What is being asked: Within the data below, find the string "rough" and return each line where it occurs.

Items from a dataset:
--*--
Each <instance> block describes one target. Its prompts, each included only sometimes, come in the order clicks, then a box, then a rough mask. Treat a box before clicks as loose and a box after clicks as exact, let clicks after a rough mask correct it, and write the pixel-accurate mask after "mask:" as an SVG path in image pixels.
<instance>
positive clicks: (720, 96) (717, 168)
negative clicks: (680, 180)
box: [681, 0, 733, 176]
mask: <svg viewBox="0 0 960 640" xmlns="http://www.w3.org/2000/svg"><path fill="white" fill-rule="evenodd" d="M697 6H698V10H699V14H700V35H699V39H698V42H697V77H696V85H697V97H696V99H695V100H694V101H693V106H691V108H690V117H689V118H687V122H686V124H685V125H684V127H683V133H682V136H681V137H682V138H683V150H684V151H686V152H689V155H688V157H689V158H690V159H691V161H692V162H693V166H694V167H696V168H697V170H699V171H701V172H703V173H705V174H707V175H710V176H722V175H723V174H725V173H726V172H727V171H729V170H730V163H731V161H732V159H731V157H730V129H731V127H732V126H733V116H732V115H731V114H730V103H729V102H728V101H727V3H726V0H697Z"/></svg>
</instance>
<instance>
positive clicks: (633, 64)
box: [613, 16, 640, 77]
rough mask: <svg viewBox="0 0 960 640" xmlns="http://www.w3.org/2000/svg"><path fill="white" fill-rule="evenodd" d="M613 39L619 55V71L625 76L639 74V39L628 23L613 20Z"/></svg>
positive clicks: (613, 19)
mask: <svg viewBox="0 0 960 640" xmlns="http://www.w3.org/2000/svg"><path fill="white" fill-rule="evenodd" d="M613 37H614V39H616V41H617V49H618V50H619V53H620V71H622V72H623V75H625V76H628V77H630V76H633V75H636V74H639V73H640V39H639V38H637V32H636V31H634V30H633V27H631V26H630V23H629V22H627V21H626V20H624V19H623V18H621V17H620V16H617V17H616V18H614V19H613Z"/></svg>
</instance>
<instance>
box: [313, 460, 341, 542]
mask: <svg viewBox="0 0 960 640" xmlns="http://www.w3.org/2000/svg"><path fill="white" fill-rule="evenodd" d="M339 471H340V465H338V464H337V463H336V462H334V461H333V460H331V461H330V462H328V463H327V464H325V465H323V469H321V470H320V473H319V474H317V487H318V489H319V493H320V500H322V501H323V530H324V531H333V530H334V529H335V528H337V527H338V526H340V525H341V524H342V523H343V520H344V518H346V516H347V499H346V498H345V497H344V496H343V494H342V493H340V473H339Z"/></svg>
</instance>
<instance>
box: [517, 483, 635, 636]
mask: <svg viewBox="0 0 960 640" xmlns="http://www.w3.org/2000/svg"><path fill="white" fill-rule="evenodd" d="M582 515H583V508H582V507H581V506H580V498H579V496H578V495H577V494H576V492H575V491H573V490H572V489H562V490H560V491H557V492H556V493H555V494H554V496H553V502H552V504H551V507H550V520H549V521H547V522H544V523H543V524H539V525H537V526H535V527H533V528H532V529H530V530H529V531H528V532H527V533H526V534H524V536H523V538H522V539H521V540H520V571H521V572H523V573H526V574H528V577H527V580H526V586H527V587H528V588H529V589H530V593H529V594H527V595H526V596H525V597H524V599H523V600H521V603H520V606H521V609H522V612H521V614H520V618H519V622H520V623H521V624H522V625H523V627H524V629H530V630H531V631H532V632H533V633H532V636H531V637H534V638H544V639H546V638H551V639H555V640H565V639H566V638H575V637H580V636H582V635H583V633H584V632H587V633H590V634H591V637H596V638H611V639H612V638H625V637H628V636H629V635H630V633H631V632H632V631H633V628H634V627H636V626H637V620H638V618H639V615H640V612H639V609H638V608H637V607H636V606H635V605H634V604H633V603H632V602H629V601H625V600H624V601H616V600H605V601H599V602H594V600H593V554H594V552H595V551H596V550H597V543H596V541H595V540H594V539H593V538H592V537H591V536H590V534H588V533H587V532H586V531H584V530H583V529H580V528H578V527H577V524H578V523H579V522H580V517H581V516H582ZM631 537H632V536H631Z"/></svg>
--*--
Task response:
Each <instance> block describes one target. Its prompts, each included only sometimes, come in the order clicks, then a box, then a rough mask. Treat a box before clicks as loose and a box after clicks as exact, let clicks after a rough mask correct it, and write the pixel-accurate mask after "mask:" as an SVG path in image pixels.
rough mask: <svg viewBox="0 0 960 640" xmlns="http://www.w3.org/2000/svg"><path fill="white" fill-rule="evenodd" d="M613 39L619 55V71L625 76L639 74V39L628 23L613 20Z"/></svg>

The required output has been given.